Monday, May. 28, 1973
The Cause Agency
Its annual budget could not pay the expense accounts of a Madison Avenue agency, and its roster of clients is more in the category of "Who's That?" than Who's Who. Yet Public Interest Communications, a nine-month-old, nonprofit San Francisco ad agency, is making a satisfying unconventional splash in the business of mass persuasion. PIC has successfully put well-tested formulas for selling deodorants and detergents behind a wide range of controversial or overlooked causes that range from supporting drug-treatment centers in residential neighborhoods to saving whales from extinction.
Unlike traditional cause promotions, which are often earnestly dull, signature-crammed exhortations in pamphlets, PIC ads use sprightly graphics and tough, well-turned copy. And the ads are typically placed in mass-circulation dailies and on radio stations. The agency, devoted exclusively to public service ads, gets its total annual revenue of $103,000 in the form of individual donations and grants from such liberal-inclined institutions as the Washington-based Stern Family Fund, the Kaplan Fund in Manhattan, and the San Francisco Foundation.
The agency's president, King Harris, 60, a veteran adman formerly with the Campbell-Ewald Co., and PIC's creative director, Dugald Stermer, 36, a freelance artist, work without pay. The highest weekly salary paid to the full-time staff of three is $150. PIC researches, creates and places its ads for nothing, charging only for material and the cost of printing or broadcasting. It often gets help from other admen, who donate their services without cost.

Problem to work on:
In the article on the cause agency, substitute "not-for-profit" for "nonprofit" and write out everything from "Monday, May. 28, 1973" down to "whales from extinction.". The data after this text comes from an unrelated source.

Supplied information:
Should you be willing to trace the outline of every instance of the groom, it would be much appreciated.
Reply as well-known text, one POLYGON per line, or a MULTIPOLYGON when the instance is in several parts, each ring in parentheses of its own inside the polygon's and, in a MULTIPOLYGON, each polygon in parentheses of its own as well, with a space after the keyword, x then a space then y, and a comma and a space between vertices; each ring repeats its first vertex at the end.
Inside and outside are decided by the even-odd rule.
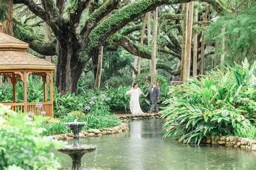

Task solution:
Monday, May. 28, 1973
The Cause Agency
Its annual budget could not pay the expense accounts of a Madison Avenue agency, and its roster of clients is more in the category of "Who's That?" than Who's Who. Yet Public Interest Communications, a nine-month-old, not-for-profit San Francisco ad agency, is making a satisfying unconventional splash in the business of mass persuasion. PIC has successfully put well-tested formulas for selling deodorants and detergents behind a wide range of controversial or overlooked causes that range from supporting drug-treatment centers in residential neighborhoods to saving whales from extinction.